**PROBLEM:**
Write down each entry precisely as given.

**SOURCE RECORDS:**
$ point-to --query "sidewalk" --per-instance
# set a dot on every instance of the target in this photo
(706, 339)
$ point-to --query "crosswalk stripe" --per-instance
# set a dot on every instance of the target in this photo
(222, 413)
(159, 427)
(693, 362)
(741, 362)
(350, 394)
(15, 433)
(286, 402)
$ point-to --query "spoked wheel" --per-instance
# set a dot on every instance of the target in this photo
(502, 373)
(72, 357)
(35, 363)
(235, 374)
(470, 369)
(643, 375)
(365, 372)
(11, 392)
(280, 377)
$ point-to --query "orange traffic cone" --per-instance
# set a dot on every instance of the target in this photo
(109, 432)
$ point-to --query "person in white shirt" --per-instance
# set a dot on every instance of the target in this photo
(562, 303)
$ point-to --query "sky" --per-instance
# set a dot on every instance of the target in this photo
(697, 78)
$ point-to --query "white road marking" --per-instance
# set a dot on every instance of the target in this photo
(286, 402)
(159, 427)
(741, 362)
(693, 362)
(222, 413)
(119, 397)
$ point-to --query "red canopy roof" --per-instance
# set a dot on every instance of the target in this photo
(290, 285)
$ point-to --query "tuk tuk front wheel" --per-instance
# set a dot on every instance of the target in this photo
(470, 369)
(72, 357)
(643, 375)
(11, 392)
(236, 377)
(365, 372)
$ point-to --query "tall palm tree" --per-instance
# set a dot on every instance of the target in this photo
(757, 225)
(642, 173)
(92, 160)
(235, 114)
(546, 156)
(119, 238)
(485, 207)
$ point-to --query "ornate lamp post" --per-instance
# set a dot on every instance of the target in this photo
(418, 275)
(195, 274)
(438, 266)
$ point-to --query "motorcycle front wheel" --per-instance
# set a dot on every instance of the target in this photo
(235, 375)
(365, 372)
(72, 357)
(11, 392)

**WRITTEN REPLY:**
$ point-to --query "sidewalk" --per-instance
# set a dot on every instance of the target in this photo
(706, 339)
$ point-to --query "crosswalk stripe" --per-instance
# set a dot on every instance of the target in this photo
(222, 413)
(159, 427)
(693, 362)
(741, 362)
(350, 394)
(15, 433)
(286, 402)
$ point-to --query "spoked wheel" --per-instance
# set a dot on every instance of the target in this photo
(502, 373)
(72, 357)
(35, 363)
(235, 374)
(470, 369)
(643, 375)
(365, 372)
(11, 392)
(280, 377)
$ point-to --query "orange traffic cone" --per-instance
# set a dot on every instance of the target in this photo
(109, 432)
$ point-to --query "person in white shirt" --per-instance
# set a dot on every instance of the target in this photo
(562, 303)
$ point-to --query "sky" --per-instance
# set a dot on every instance of the target in this photo
(697, 78)
$ point-to --query "white road marking" --per-instance
# set a dot on every instance of the target in this photo
(286, 402)
(159, 427)
(741, 362)
(693, 362)
(222, 413)
(119, 397)
$ point-to --query "red canopy roof" --per-instance
# set a dot on every instance of the target in this photo
(290, 285)
$ point-to --query "tuk tuk front wheel" --per-instance
# set a dot on every instance of the target in this photo
(470, 369)
(72, 357)
(643, 375)
(11, 392)
(236, 377)
(365, 372)
$ point-to --query "tall palm tree" --per-instance
# set a dot on every instance of the target in this photo
(757, 225)
(642, 173)
(92, 160)
(235, 114)
(546, 156)
(119, 238)
(485, 207)
$ point-to --query "ornate lamp post" --per-instance
# set a dot on every instance of the target in this photo
(418, 275)
(195, 274)
(438, 266)
$ point-to --query "motorcycle front wheel" --per-instance
# set a dot on every instance of the target in this photo
(235, 375)
(365, 372)
(72, 357)
(11, 392)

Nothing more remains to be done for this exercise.